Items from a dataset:

= = = = = = =

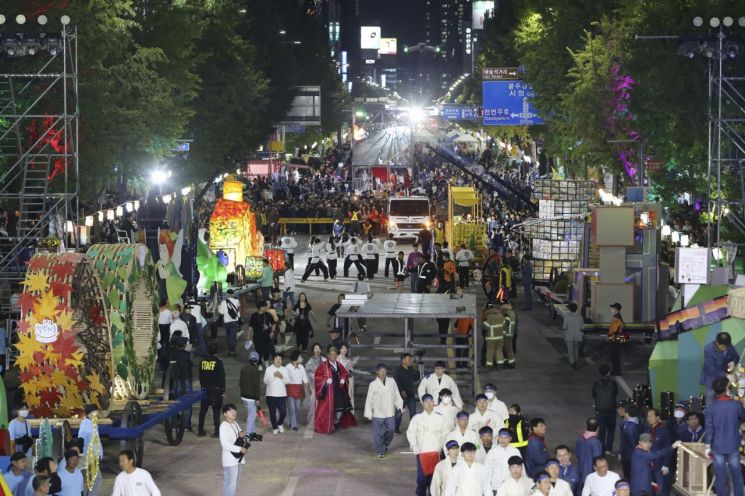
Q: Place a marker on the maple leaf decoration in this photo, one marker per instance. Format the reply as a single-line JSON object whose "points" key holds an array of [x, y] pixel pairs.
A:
{"points": [[47, 307], [65, 346], [36, 282], [26, 302], [63, 270], [39, 262], [60, 289]]}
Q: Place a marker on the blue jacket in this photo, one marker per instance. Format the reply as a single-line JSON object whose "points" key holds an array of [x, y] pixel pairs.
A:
{"points": [[662, 440], [587, 450], [723, 419], [641, 468], [630, 432], [715, 363], [687, 436], [568, 474], [536, 455]]}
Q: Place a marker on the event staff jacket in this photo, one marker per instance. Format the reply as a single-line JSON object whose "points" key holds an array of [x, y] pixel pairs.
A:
{"points": [[212, 373], [426, 432], [723, 419], [500, 410], [432, 385]]}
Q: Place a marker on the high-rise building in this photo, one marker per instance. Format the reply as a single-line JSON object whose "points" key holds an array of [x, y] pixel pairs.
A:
{"points": [[445, 23]]}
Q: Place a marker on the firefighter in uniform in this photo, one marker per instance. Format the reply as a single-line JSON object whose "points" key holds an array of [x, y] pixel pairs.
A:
{"points": [[212, 380], [494, 323], [510, 335], [389, 247]]}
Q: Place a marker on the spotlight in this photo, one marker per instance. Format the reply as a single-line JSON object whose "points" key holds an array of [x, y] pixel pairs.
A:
{"points": [[688, 49], [53, 44], [732, 49]]}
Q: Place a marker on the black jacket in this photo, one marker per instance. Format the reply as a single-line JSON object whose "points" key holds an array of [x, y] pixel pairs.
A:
{"points": [[250, 382], [212, 373]]}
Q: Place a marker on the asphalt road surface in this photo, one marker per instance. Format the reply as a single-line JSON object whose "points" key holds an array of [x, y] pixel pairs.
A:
{"points": [[306, 463]]}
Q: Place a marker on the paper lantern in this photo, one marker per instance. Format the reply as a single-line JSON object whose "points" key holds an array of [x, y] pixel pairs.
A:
{"points": [[254, 267], [232, 190], [276, 260]]}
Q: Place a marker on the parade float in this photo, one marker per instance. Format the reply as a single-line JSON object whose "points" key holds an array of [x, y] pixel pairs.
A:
{"points": [[232, 227]]}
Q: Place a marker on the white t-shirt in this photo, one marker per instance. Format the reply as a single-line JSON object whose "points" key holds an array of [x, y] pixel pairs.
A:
{"points": [[224, 310], [165, 317], [138, 483], [600, 486], [274, 385]]}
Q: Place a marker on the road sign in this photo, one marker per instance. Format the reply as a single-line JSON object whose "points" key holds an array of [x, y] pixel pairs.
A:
{"points": [[499, 73], [459, 113], [507, 103]]}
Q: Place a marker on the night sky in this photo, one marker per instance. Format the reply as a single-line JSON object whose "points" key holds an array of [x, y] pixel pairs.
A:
{"points": [[402, 19]]}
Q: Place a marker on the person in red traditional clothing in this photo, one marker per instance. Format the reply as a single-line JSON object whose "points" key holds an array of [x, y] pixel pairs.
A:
{"points": [[334, 408]]}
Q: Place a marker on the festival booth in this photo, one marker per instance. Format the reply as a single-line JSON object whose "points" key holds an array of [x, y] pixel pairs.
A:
{"points": [[678, 357]]}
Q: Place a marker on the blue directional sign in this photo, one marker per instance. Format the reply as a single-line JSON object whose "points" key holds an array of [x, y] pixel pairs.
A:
{"points": [[459, 113], [507, 103]]}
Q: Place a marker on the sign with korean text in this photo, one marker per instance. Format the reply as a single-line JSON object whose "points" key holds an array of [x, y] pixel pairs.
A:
{"points": [[459, 113], [499, 73], [507, 103]]}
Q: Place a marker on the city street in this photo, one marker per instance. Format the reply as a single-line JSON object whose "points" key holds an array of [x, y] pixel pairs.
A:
{"points": [[307, 463]]}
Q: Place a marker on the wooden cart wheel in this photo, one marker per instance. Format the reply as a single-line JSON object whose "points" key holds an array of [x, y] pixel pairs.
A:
{"points": [[132, 417], [173, 425]]}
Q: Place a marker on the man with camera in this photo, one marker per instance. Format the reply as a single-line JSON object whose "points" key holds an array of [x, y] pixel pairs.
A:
{"points": [[234, 445]]}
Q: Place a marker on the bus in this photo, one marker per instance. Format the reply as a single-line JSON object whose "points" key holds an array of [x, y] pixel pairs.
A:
{"points": [[407, 216]]}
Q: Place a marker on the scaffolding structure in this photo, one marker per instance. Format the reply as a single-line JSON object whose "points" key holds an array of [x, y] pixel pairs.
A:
{"points": [[726, 133], [39, 177]]}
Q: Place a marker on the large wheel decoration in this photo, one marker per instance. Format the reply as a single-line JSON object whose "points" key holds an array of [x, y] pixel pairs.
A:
{"points": [[63, 340], [128, 279], [132, 417]]}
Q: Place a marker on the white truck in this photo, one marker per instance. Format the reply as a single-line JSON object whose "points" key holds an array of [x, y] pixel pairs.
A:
{"points": [[407, 215]]}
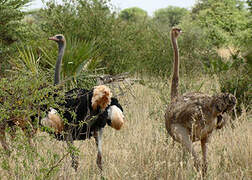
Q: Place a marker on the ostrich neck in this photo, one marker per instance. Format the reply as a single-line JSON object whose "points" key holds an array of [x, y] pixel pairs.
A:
{"points": [[58, 64], [175, 77]]}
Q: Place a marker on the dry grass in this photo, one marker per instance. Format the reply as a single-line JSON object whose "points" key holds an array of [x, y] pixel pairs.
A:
{"points": [[140, 150]]}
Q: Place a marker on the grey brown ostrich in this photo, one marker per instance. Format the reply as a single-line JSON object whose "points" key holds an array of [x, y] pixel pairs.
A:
{"points": [[92, 109], [192, 117]]}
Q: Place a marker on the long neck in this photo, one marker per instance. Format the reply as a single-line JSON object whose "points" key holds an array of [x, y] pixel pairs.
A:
{"points": [[58, 63], [175, 77]]}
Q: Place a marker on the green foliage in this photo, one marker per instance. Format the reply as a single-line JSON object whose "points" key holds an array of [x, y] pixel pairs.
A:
{"points": [[22, 95], [12, 29], [237, 83], [170, 16], [225, 20], [133, 14]]}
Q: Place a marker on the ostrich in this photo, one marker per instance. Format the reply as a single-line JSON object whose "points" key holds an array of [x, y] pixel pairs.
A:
{"points": [[192, 117], [93, 109]]}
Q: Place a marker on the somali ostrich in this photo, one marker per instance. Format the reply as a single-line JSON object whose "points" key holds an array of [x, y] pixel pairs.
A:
{"points": [[192, 117], [93, 109]]}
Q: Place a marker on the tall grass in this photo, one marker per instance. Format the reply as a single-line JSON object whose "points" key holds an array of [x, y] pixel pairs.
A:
{"points": [[141, 150]]}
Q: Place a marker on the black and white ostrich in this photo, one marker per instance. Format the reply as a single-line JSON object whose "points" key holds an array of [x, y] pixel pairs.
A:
{"points": [[93, 109]]}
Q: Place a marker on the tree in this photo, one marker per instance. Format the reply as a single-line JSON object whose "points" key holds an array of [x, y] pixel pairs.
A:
{"points": [[226, 20], [133, 14], [171, 15], [11, 27]]}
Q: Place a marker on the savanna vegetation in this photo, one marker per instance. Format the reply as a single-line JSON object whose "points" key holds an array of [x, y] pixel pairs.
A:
{"points": [[215, 53]]}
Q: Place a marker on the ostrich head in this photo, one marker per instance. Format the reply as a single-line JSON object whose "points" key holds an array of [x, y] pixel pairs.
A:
{"points": [[175, 32], [59, 38], [224, 102]]}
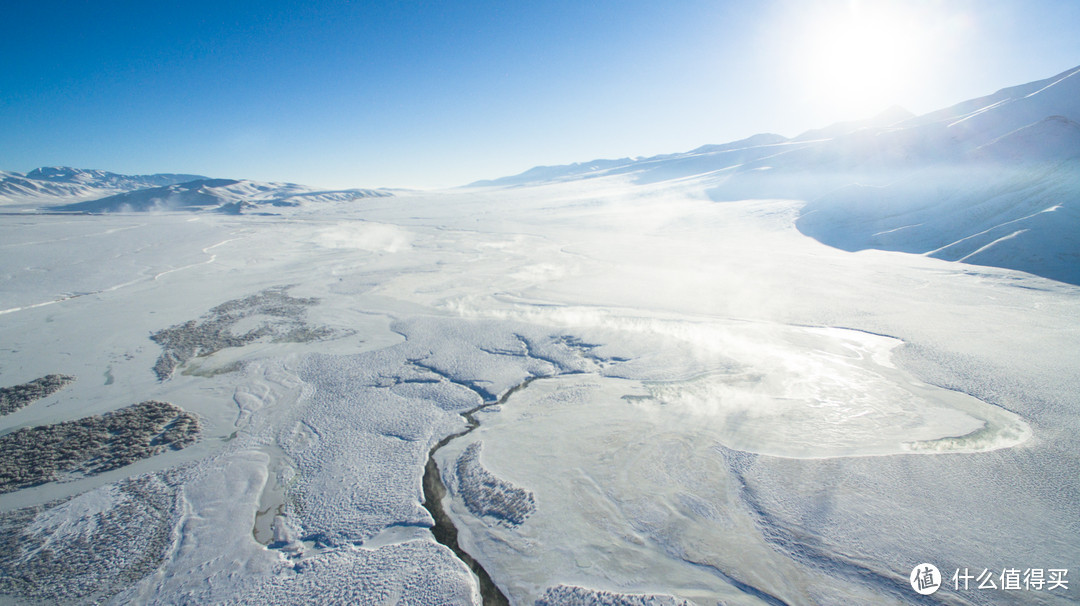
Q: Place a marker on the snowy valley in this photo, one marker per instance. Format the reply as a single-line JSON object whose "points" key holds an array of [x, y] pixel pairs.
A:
{"points": [[780, 371]]}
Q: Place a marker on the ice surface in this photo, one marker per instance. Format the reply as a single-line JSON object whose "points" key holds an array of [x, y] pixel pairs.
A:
{"points": [[705, 404]]}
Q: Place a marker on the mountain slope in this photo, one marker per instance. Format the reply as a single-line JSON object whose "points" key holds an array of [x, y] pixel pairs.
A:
{"points": [[226, 196], [993, 180], [52, 185]]}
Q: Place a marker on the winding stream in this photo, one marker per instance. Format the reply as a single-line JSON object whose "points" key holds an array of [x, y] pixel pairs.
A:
{"points": [[444, 529]]}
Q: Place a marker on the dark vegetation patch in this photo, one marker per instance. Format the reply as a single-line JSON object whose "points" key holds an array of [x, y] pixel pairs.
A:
{"points": [[486, 495], [70, 552], [569, 595], [95, 444], [14, 398], [278, 318]]}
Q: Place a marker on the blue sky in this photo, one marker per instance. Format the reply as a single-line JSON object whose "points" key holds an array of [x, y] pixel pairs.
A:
{"points": [[431, 94]]}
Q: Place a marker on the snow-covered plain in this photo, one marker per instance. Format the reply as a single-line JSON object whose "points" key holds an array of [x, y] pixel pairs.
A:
{"points": [[678, 400]]}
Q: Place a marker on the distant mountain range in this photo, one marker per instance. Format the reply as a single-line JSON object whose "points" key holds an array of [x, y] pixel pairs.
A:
{"points": [[993, 180], [78, 190], [52, 184]]}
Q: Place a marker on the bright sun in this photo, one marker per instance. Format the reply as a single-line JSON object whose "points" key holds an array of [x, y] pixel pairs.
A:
{"points": [[860, 59]]}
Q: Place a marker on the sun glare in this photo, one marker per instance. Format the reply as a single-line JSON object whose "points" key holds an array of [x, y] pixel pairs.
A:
{"points": [[861, 59]]}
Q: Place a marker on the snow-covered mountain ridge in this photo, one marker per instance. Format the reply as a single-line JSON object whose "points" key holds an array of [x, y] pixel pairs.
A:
{"points": [[66, 189], [53, 184], [993, 180], [226, 196]]}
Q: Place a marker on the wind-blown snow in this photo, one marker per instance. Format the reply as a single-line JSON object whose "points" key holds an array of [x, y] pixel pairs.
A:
{"points": [[697, 402]]}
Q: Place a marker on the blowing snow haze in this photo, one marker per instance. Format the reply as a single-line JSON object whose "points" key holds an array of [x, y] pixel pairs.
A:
{"points": [[832, 368]]}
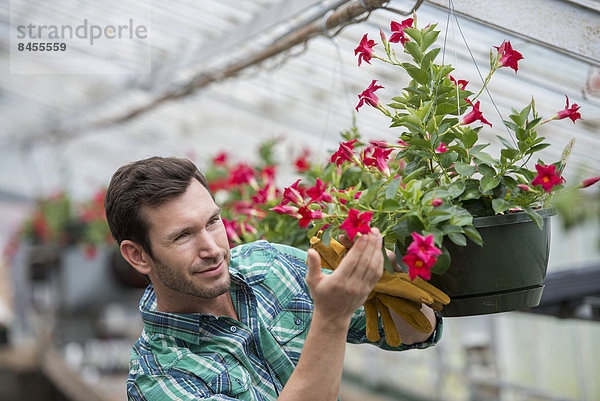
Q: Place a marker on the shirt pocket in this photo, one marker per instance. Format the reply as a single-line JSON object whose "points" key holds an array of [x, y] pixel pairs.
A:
{"points": [[220, 375], [290, 326]]}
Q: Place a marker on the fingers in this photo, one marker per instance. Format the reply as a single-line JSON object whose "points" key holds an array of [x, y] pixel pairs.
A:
{"points": [[313, 275]]}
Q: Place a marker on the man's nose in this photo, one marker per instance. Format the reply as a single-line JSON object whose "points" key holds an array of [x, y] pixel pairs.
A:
{"points": [[207, 246]]}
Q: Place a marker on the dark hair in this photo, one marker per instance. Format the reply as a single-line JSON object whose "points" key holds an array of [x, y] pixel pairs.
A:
{"points": [[147, 182]]}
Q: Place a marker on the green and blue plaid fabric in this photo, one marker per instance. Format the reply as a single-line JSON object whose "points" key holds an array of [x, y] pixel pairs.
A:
{"points": [[201, 356]]}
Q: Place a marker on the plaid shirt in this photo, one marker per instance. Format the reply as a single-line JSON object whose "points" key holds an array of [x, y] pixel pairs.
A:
{"points": [[200, 356]]}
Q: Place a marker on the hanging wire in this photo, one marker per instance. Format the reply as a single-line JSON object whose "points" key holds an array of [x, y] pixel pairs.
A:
{"points": [[451, 10]]}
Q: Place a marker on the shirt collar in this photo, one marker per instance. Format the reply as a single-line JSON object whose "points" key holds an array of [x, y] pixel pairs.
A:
{"points": [[190, 327]]}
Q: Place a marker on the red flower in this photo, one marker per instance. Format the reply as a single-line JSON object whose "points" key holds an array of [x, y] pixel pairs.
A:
{"points": [[508, 56], [365, 48], [308, 215], [424, 248], [398, 29], [368, 96], [589, 182], [289, 210], [418, 266], [546, 177], [462, 84], [474, 115], [379, 159], [294, 194], [356, 223], [571, 112], [220, 159], [301, 163], [442, 148], [241, 174], [318, 193], [344, 153]]}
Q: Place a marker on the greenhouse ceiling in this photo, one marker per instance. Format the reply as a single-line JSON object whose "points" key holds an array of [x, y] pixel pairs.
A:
{"points": [[192, 78]]}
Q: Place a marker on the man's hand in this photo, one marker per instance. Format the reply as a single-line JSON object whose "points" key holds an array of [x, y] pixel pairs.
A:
{"points": [[339, 294]]}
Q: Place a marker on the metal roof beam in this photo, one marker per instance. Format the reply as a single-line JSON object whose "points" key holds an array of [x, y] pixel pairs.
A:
{"points": [[567, 26]]}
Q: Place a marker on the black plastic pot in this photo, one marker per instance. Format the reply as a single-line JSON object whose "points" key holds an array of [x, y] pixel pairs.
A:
{"points": [[506, 274]]}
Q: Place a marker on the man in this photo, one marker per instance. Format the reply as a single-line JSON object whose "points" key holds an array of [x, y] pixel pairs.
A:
{"points": [[252, 323]]}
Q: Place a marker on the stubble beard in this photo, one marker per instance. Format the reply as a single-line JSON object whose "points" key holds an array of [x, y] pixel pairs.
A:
{"points": [[179, 282]]}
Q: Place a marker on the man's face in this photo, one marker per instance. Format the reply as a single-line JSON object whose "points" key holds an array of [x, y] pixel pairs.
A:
{"points": [[190, 246]]}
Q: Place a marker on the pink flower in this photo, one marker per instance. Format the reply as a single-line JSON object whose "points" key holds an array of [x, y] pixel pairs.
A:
{"points": [[462, 84], [220, 159], [423, 247], [442, 148], [546, 177], [589, 182], [365, 48], [308, 215], [356, 223], [289, 210], [379, 159], [571, 112], [241, 174], [368, 96], [301, 163], [418, 267], [508, 56], [294, 194], [344, 153], [398, 29], [318, 193], [474, 115]]}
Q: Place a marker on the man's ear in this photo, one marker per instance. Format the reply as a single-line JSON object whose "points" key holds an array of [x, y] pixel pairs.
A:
{"points": [[136, 256]]}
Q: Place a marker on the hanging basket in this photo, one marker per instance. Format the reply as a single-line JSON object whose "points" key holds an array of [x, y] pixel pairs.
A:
{"points": [[506, 274]]}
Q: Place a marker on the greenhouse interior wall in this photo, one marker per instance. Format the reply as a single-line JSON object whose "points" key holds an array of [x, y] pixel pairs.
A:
{"points": [[193, 90]]}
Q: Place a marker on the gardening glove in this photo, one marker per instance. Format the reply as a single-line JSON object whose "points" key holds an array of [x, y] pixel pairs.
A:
{"points": [[393, 290]]}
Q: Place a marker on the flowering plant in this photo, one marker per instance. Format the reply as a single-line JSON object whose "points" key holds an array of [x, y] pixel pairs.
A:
{"points": [[425, 186], [246, 191]]}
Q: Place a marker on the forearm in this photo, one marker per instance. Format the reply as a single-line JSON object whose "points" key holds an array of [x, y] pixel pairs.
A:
{"points": [[409, 334], [319, 371]]}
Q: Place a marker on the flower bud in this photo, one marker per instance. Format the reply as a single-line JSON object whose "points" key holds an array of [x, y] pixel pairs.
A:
{"points": [[437, 202]]}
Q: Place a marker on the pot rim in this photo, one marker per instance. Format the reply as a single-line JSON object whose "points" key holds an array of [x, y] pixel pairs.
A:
{"points": [[510, 218]]}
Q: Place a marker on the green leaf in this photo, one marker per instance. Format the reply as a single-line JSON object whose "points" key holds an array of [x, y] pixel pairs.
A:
{"points": [[500, 205], [416, 73], [428, 39], [505, 142], [429, 57], [443, 262], [464, 169], [414, 50], [484, 158], [488, 183], [458, 239], [390, 205], [473, 235], [456, 189], [533, 215], [392, 189], [448, 158], [415, 34]]}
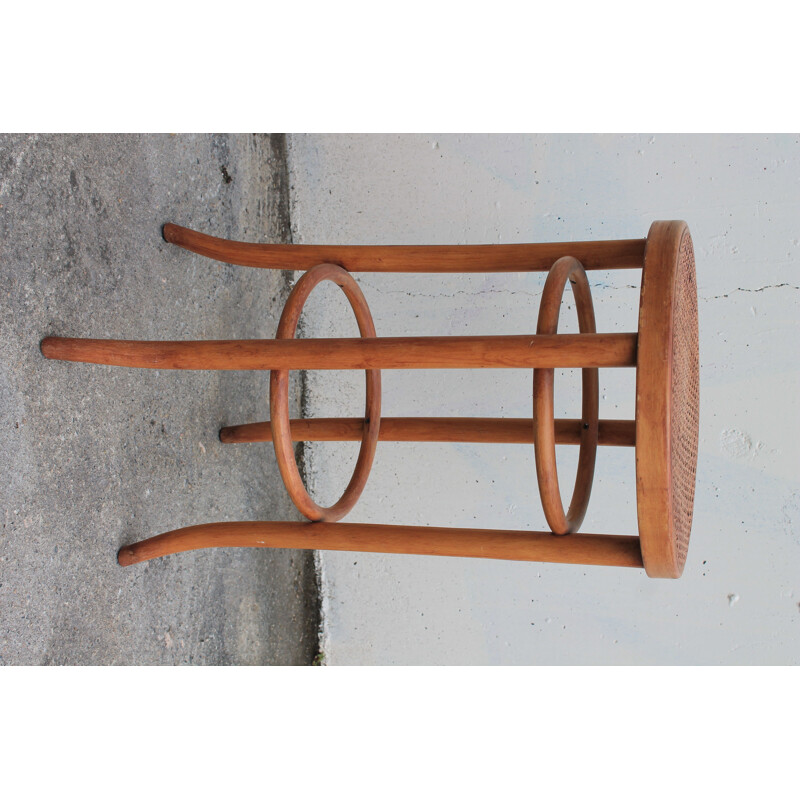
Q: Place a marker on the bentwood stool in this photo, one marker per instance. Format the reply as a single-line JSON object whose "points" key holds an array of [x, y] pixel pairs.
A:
{"points": [[664, 353]]}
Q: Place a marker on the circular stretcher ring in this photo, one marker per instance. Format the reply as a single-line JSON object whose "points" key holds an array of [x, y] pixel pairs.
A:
{"points": [[566, 268], [279, 398]]}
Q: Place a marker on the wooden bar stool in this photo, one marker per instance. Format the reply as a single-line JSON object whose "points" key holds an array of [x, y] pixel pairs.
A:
{"points": [[664, 353]]}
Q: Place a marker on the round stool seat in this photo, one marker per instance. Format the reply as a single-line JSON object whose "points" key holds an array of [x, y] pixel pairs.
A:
{"points": [[667, 399]]}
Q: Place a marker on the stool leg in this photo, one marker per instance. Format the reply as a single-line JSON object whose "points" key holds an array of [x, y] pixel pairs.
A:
{"points": [[616, 254], [598, 549]]}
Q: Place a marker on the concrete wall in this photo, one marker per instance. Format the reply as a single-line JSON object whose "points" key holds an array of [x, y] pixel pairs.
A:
{"points": [[738, 601]]}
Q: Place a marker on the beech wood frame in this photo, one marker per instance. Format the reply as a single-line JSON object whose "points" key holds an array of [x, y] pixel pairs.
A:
{"points": [[543, 352]]}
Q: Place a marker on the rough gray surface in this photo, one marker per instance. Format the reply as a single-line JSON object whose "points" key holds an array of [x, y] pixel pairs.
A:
{"points": [[94, 457]]}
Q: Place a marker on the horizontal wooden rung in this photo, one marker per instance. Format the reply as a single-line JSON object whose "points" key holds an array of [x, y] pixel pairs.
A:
{"points": [[408, 352], [613, 432]]}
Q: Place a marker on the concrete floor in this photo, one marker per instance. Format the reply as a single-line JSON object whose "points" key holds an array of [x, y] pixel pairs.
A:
{"points": [[94, 457]]}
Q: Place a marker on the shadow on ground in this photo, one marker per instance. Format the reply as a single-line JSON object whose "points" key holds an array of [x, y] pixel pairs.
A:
{"points": [[95, 457]]}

= = = = = = =

(Task instructions) Could you filter the entries above for lines holding the string "grass" and copy them?

(Output)
Q: Place a marker on the dry grass in this photo, one marker per instance. Format the reply as a single-line JSON object whose "points" key holds an array of [x, y] pixel pairs.
Q: Place a marker on the tall grass in this photo, one marker per instance. Format the reply as a single-line JSON object whose "points" key holds an array of [x, y] pixel pairs.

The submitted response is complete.